На пороховой бочке

 

Год 1912-й знаменовал сто лет с начала славной для России освободительной борь­бы за изгнание из страны полчищ Наполе­она, 1913-й — 300-летие правящей динас­тии Дома Романовых. Широко и торже­ственно отпразднованные по всей России, эти даты должны были убедить всех в не­рушимом единении династии и народа.

В ряду этих торжеств много значило и состоявшееся 24 июля 1913 г. с участием "Рюрика" и "Цесаревича" открытие в Крон­штадте великолепного памятника адмира­лу С.О. Макарову. Его девизом "помнить войну" флот обещал не повторять прежних ошибок. 10 сентября "Цесаревич" с брига­дой присутствовал на освящении сооружав­шегося в Кронштадте на средства всего фло­та Морского собора.

Казалось, вполне должны были под­твердиться и утешительные слова из "Все­подданнейшего отчета по Морскому мини­стерству за 1906-1909 года". Они уверяли императора в том, что "уже с 1908 г. по­литического брожения среди команд фло­та совершенно не замечалось" и что всеми начальниками подтверждалась "резкая за­метная перемена во взглядах нижних чинов в смысле более строгого отношения к са­мим себе и добросовестного, сознательно­го отношения к службе". Люди же "нрав­ственно слабые, начитавшиеся подпольной литературы", встречались лишь единицами, да и они благодаря, так и хочется сказать "партполитработе", проведенной с ними офицерами, к концу обучения "совершен­но изменяли образ своих мыслей". А "наи­более порочные, политически неблагона­дежные нижние чины выделялись в особые команды", на специальные суда, где они, будучи совершенно изолированы, "подвер­гались строгому судовому режиму". Так им хотелось думать. Но все было иначе.

Нельзя было не видеть, что революци­онные террористы и агитаторы все эти годы не сидели сложа руки. Строились планы убийства и воплощавшего все зло самодер­жавия императора Николая П. В подготовке покушения принимали участие Б. Савинков ("Воспоминание террориста", Л., 1900. с. 293, 298), корабельные инженеры В.П. Костенко и А.И. Прохоров. Убить царя со­бирались по возвращении из Англии пост­роенного там для России крейсера "Рюрик", который должен был присоединиться к бри­гаде линейных кораблей. Бомбу в импера­тора собирались бросать и на линейном ко­рабле "Император Павел I".

-.-.-

Задание — Переведите на английский язык предложение из отрывка о флоте: «Нельзя было не видеть, что революционные террористы и агитаторы все эти годы не сидели сложа руки».

Предоставленные пункты —
-.-.-

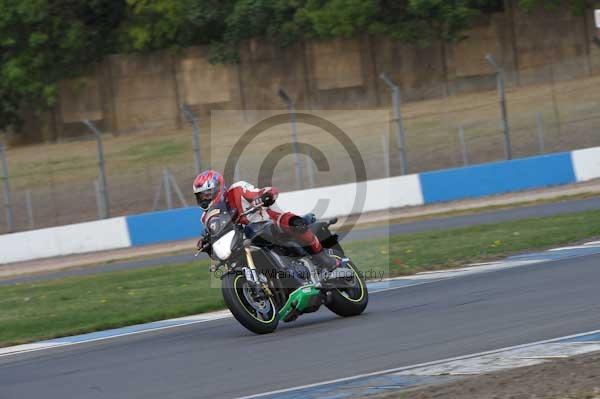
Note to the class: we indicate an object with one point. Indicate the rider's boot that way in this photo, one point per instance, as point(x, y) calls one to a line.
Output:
point(325, 260)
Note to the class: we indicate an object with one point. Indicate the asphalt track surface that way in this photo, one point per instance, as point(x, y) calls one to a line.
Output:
point(439, 223)
point(402, 327)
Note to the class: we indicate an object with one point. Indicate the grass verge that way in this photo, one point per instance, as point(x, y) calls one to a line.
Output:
point(76, 305)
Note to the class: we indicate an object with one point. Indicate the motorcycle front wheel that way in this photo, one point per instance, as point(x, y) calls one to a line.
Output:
point(256, 314)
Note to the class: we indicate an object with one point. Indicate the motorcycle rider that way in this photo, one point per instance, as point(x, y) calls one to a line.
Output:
point(209, 189)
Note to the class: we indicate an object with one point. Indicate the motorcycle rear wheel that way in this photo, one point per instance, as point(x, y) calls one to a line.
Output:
point(352, 301)
point(260, 317)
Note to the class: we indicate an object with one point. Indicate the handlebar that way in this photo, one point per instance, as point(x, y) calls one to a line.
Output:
point(252, 209)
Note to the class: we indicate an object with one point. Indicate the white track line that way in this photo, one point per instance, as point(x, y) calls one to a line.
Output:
point(422, 278)
point(415, 366)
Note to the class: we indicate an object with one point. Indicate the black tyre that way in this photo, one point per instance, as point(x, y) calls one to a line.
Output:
point(350, 301)
point(260, 317)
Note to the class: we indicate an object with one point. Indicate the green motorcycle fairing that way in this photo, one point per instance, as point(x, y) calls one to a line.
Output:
point(300, 300)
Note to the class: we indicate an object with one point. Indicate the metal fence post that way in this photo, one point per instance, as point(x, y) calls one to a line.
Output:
point(400, 132)
point(189, 115)
point(29, 204)
point(102, 186)
point(158, 192)
point(540, 130)
point(291, 109)
point(386, 155)
point(6, 190)
point(311, 171)
point(503, 109)
point(167, 185)
point(463, 146)
point(99, 202)
point(236, 172)
point(177, 189)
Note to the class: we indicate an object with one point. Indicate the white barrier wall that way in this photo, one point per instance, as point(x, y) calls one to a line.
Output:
point(586, 164)
point(395, 192)
point(64, 240)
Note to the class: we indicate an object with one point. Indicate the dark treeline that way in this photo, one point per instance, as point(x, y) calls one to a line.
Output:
point(44, 41)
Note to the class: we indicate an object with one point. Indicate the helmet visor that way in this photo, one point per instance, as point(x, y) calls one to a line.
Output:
point(204, 198)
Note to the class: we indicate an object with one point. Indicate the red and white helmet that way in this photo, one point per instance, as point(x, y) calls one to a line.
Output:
point(209, 188)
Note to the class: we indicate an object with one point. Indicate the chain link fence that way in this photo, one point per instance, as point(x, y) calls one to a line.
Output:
point(55, 184)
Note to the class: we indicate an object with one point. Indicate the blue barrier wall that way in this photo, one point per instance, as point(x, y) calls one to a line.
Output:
point(156, 227)
point(497, 178)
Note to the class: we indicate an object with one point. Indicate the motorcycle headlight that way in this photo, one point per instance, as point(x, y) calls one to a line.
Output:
point(222, 247)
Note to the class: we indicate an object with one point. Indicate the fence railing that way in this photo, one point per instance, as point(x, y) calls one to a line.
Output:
point(100, 176)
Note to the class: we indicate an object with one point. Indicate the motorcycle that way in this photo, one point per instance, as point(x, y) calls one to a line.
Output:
point(267, 278)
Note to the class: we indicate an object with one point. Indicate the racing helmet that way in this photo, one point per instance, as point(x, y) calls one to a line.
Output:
point(209, 188)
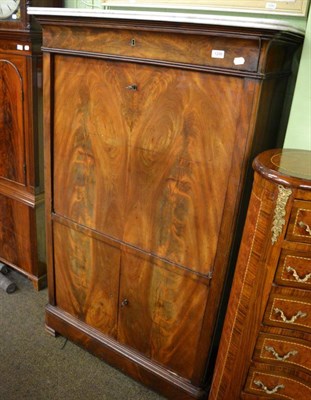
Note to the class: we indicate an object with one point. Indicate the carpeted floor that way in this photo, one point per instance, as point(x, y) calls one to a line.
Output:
point(36, 366)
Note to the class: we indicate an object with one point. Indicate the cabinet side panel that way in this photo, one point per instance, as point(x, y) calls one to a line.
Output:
point(16, 219)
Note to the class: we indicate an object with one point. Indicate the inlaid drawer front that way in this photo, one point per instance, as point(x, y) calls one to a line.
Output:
point(214, 51)
point(282, 349)
point(294, 270)
point(300, 222)
point(289, 312)
point(274, 385)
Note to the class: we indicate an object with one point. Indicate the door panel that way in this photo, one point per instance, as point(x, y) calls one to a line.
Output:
point(87, 278)
point(12, 136)
point(149, 151)
point(160, 311)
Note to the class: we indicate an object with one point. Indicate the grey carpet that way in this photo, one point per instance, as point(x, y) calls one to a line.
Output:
point(37, 366)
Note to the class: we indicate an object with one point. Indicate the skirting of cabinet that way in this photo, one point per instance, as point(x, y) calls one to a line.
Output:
point(117, 355)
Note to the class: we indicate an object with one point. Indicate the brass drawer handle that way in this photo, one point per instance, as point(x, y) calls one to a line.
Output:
point(306, 226)
point(269, 391)
point(293, 319)
point(297, 277)
point(271, 349)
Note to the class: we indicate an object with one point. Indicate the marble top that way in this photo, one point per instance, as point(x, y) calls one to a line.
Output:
point(168, 16)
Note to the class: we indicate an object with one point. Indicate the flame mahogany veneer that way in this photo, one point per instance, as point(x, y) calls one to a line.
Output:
point(148, 139)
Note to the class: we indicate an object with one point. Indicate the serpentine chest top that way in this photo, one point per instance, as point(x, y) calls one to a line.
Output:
point(150, 127)
point(265, 349)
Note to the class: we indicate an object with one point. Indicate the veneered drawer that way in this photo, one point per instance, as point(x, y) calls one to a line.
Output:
point(283, 350)
point(214, 51)
point(278, 383)
point(299, 228)
point(294, 270)
point(289, 308)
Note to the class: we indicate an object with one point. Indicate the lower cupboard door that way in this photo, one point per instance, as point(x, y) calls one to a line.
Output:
point(161, 311)
point(87, 277)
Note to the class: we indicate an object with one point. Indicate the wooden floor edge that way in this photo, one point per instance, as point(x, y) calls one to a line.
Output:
point(117, 355)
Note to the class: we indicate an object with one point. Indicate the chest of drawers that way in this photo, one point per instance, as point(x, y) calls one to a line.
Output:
point(266, 341)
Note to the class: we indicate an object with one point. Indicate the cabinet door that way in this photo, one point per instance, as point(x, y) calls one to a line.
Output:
point(86, 277)
point(146, 155)
point(12, 135)
point(161, 311)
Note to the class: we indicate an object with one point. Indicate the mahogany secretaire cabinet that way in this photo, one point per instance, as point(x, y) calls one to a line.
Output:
point(149, 130)
point(265, 349)
point(22, 236)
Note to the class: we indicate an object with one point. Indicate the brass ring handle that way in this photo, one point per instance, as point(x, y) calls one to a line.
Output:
point(271, 349)
point(300, 314)
point(297, 277)
point(306, 226)
point(269, 391)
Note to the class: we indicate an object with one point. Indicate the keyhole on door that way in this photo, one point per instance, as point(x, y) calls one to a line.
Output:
point(124, 302)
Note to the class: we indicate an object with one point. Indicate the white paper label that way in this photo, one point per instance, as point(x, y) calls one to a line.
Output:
point(271, 6)
point(239, 61)
point(218, 54)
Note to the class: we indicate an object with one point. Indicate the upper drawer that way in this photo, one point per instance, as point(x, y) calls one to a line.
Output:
point(294, 270)
point(289, 308)
point(299, 228)
point(197, 50)
point(283, 350)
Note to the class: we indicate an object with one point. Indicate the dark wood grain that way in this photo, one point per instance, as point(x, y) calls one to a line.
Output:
point(253, 319)
point(160, 159)
point(12, 135)
point(21, 161)
point(147, 152)
point(160, 305)
point(87, 278)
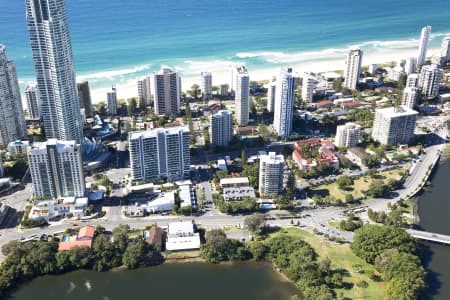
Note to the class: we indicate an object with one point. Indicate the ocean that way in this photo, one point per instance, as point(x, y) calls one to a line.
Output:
point(116, 41)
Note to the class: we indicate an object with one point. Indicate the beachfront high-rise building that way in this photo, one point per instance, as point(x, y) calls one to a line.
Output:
point(242, 95)
point(221, 127)
point(308, 88)
point(56, 169)
point(206, 85)
point(284, 104)
point(33, 103)
point(112, 101)
point(353, 68)
point(144, 92)
point(412, 80)
point(429, 79)
point(167, 89)
point(394, 125)
point(53, 61)
point(160, 153)
point(409, 97)
point(271, 174)
point(84, 94)
point(12, 121)
point(347, 135)
point(271, 92)
point(423, 45)
point(410, 65)
point(445, 50)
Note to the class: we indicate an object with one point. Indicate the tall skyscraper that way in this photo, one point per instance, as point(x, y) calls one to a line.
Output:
point(221, 127)
point(347, 135)
point(112, 101)
point(206, 85)
point(412, 80)
point(84, 94)
point(271, 174)
point(394, 125)
point(429, 79)
point(353, 68)
point(307, 88)
point(445, 50)
point(144, 92)
point(56, 169)
point(284, 104)
point(167, 89)
point(55, 74)
point(12, 122)
point(33, 102)
point(423, 45)
point(409, 97)
point(242, 95)
point(271, 94)
point(160, 153)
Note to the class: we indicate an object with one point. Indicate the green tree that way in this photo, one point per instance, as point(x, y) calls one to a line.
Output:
point(371, 240)
point(255, 223)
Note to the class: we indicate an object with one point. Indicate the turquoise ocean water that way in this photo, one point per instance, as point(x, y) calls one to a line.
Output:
point(115, 40)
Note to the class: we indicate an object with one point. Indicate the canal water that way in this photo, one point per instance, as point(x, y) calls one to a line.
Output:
point(434, 212)
point(196, 281)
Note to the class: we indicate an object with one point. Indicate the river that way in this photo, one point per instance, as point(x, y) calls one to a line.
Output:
point(246, 281)
point(434, 209)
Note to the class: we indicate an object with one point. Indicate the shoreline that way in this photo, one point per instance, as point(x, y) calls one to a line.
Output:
point(222, 74)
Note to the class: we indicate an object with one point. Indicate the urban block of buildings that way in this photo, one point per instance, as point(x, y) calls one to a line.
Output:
point(309, 154)
point(394, 125)
point(160, 153)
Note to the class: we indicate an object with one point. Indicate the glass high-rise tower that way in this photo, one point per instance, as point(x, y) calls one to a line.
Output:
point(55, 74)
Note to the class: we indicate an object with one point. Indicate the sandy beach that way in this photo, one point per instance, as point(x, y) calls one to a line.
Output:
point(221, 71)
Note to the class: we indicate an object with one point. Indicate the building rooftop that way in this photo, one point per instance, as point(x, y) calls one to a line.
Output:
point(398, 111)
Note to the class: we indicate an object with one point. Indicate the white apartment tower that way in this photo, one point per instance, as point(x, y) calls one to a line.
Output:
point(242, 95)
point(56, 169)
point(430, 76)
point(160, 153)
point(423, 45)
point(221, 127)
point(412, 80)
point(409, 97)
point(53, 61)
point(271, 94)
point(12, 122)
point(308, 88)
point(347, 135)
point(445, 50)
point(167, 89)
point(206, 85)
point(353, 68)
point(271, 174)
point(32, 95)
point(112, 101)
point(394, 125)
point(144, 92)
point(284, 104)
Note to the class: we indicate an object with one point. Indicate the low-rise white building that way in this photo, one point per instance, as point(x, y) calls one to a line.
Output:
point(63, 207)
point(238, 193)
point(181, 236)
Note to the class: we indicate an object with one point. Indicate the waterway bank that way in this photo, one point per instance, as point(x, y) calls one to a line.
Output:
point(433, 206)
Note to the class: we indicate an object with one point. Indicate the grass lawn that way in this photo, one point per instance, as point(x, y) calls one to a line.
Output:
point(360, 185)
point(342, 257)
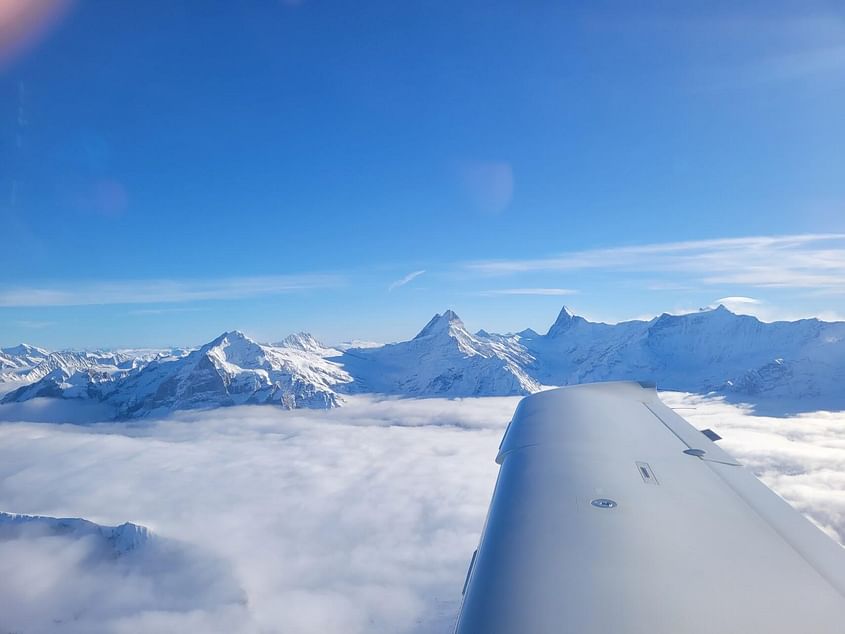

-.-.-

Ответ на задание — It was impossible not to see that the revolutionary terrorists and agitators had not been sitting idle all those years.